- [Request]
Update the lines beginning with the one containing "Reviewer note: every instance of the star-shaped" and continuing through the end of the records by replacing "pixel coordinates" with "image coordinates", leaving everything else unchanged. Give back only those lines.
========
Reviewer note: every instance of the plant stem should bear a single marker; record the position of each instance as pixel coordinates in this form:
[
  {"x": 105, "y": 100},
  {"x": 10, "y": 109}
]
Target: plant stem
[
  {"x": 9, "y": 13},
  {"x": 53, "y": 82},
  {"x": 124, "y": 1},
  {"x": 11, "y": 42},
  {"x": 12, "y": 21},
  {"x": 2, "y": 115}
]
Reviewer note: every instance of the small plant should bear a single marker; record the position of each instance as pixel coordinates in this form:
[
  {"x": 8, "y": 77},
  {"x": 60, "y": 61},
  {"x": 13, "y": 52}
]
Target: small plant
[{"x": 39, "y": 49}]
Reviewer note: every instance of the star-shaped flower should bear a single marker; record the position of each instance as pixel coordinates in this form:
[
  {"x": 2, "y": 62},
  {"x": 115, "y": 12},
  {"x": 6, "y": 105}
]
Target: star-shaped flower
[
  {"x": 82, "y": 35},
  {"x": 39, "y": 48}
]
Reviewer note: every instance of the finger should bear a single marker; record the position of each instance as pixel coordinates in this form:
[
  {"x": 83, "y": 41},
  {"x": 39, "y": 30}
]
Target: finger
========
- [Answer to the task]
Reviewer note: every instance of the star-shaped flower should bear a single marker; record the position of each instance as image coordinates in this form:
[
  {"x": 2, "y": 62},
  {"x": 115, "y": 12},
  {"x": 6, "y": 105}
]
Target: star-shaped flower
[
  {"x": 82, "y": 35},
  {"x": 39, "y": 48}
]
Reviewer note: every instance of the finger should bear a single marker; record the position of each instance as image coordinates in this form:
[
  {"x": 83, "y": 41},
  {"x": 39, "y": 30}
]
Target: finger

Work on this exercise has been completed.